- **WHAT YOU ARE ASKED TO DO**
Continue the article on instant noodles and health, starting after its last sentence.

- **TEXT UNDER STUDY**
=====
Instant Noodle Dishes, Such As Ramen, Are Extremely Harmful To Your Health, Study Finds


Famously affordable and easy to prepare, instant noodle dishes, such as ramen, have long been a staple of the average American's diet.

While once thought to be totally harmless, new studies are finding that instant noodle dishes can be extremely detrimental to one's health, especially if consumed on a regular basis.

Dr. Hyun Joon Shin conducted a study on behalf of Baylor Heart and Vascular Hospital in Texas, The Daily Mail reports. This study was conducted to find out exactly how one's health is affected by regularly eating instant noodle dishes.

Dr. Shin's interest in this field was sparked by the alarming rates of heart disease and obesity that have been reported in South Korea in recent years.

While Asian populations have been consuming foods similar to ramen for centuries, there is something to be said for the intense processing that instant foods go through before being sold to consumers. This is a rather new phenomenon, and it seems to be taking its toll on unsuspecting people all over the planet.

Processed foods are extremely high in sodium. Consuming large quantities of sodium has been tied to higher rates of heart disease, stroke and diabetes.
=====
- **EXTRACTED RECORDS**
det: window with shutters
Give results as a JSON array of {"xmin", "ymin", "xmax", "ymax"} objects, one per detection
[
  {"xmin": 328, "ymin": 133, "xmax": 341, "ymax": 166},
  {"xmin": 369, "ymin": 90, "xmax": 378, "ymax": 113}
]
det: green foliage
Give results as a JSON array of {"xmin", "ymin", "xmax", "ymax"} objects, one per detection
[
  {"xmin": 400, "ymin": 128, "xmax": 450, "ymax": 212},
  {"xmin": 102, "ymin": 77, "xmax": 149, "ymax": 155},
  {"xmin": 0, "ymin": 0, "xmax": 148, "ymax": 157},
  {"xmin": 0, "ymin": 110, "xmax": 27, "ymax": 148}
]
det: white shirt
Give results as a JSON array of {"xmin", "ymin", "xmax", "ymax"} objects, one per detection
=====
- **ANSWER BELOW**
Dr. Shin found that eating processed noodle dishes even as little as two times per week can be harmful to one's health, partially due to the high concentrations of sodium that can be found in processed noodles.

As part of his study, Dr. Shin used tiny cameras to track the digestion of processed noodles versus homemade noodles. The difference between the digestion of the two types of noodles turned out to be staggering.

"The most striking thing about our experiment when you looked at a time interval, say in one or two hours, [was that] processed ramen noodles were less broken down than homemade ramen noodles," Dr. Shin remarked.

In the study, Dr. Shin also found that women were more likely to face health issues from eating processed noodles. He speculated that this could be due to a difference in metabolism or hormones, though these claims have yet to be backed by research.

What we do know, thanks to Dr. Shin's new study, is that instant noodles, as well as other forms of processed noodles, can lead to severe health complications.

Said Dr. Shin of his study, "My hope is that this study can lay a foundation for future research about the health effects of instant noodle consumption."